**Text passage:**
········

Inside the Paris Hotel

When Gaston Lenotre opened a branch of his Parisian pastry shop in the Paris Hotel last year, no one was more skeptical than yours truly. Having eaten at his eponymous shop on the Right Bank of Paris, I just knew it would be a pale imitation of the real thing. No way could the tastes of Paris be transformed to the high Mojave desert. This lame Lenotre (I thought) would only achieve the verisimilitude that defines Vegas culture. As the opening of the hotel approached, I read with rapt and cynical attention the press reports of authenticity in technique and ingredients that would ensure the lightness, ingenuity and intensity for which Lenotre's pastries are famous. It’s all in the highly refined flour, the mineral rich water and the super rich French butter, Gaston assured us, as he and his P.R. flacks defined the essential differences between American and French sweets. There was not much they could do about our water, but that French flour and butter would be brought in exclusively to guarantee the quality that made him the world’s best know pastry chef. Yeah right I thought….like every big opening in our town….the attention to detail and quality would stick around for about the time it takes the paint to dry and the hoopla to subside….and then it would be back to the mediocrity that made our town famous. Well what I didn’t count on was that Gaston was a man of his word. One bite of his chasson aux pommes (that's a feather-light apple turnover), pain aux chocolat (dark chocolate inside a croissant) or tartelette aux framboises (a raspberry tart) will convince you that Lenotre is putting his money (and the world's best ingredients) where your mouth is soon to be. But don't worry if you don't know French. . .everything has a translation next to it. . .but I suggest you just point and eat, because everything here from the heavenly macaroons to the intense eclairs, is the final word on why French pastries are words synonymous with gastronomic luxury. There is nothing dumbed down or inauthentic about this food. . .and for about $5.00 a dessert, your taste buds take the world's cheapest and most delicious French vacation.

········

**Data extract:**

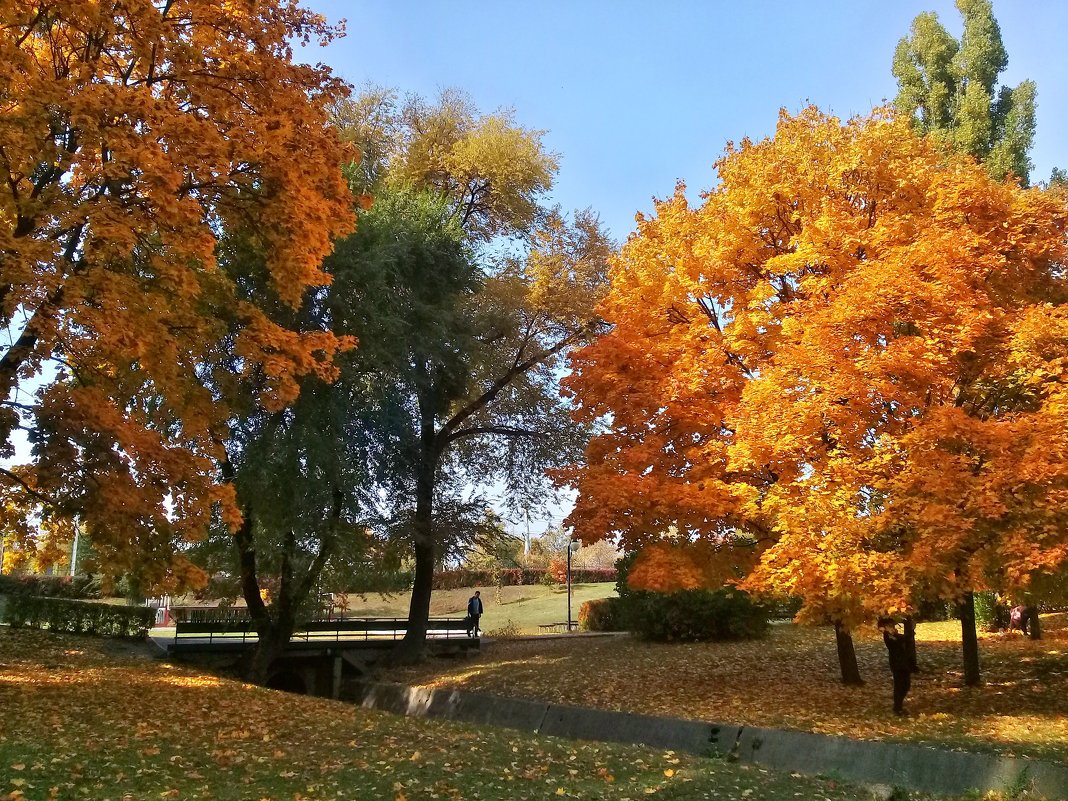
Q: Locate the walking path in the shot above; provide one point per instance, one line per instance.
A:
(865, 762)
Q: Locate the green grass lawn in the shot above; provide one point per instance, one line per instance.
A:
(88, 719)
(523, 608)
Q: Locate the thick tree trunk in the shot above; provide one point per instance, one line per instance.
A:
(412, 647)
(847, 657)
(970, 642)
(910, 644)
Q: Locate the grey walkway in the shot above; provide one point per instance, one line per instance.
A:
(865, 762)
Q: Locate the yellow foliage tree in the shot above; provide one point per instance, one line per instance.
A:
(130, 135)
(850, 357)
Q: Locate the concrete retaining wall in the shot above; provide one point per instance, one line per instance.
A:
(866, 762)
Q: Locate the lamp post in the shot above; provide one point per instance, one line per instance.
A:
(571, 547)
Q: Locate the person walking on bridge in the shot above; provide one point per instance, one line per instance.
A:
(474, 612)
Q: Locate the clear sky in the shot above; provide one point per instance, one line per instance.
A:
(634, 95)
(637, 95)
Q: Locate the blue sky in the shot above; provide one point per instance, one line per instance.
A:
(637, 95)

········

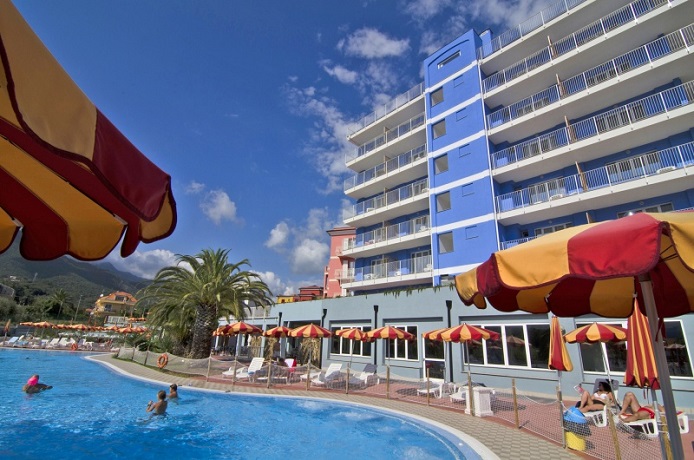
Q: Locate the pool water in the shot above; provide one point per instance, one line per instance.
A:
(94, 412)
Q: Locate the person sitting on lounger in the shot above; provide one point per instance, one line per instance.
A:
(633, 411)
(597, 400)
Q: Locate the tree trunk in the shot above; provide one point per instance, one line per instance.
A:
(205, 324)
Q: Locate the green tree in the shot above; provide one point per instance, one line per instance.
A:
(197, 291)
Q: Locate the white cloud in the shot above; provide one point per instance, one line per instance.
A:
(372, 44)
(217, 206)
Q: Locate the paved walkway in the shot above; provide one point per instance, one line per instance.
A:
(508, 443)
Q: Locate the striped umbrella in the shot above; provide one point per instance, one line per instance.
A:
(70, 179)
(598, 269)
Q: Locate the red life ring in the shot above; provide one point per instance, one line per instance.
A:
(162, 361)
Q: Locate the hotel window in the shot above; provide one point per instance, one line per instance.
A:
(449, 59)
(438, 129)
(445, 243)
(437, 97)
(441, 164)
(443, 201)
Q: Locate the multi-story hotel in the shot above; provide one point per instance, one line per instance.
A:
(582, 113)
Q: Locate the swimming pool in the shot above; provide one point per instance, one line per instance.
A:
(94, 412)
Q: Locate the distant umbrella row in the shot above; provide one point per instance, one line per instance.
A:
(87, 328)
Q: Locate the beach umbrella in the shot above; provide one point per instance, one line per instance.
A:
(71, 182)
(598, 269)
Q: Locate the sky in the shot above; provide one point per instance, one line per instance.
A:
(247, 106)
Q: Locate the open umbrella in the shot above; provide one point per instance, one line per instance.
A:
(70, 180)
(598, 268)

········

**Short exercise:** In the review of the Lenotre pastry shop at the Paris Hotel, about how much does a dessert cost?

**Task answer:** About $5.00 a dessert.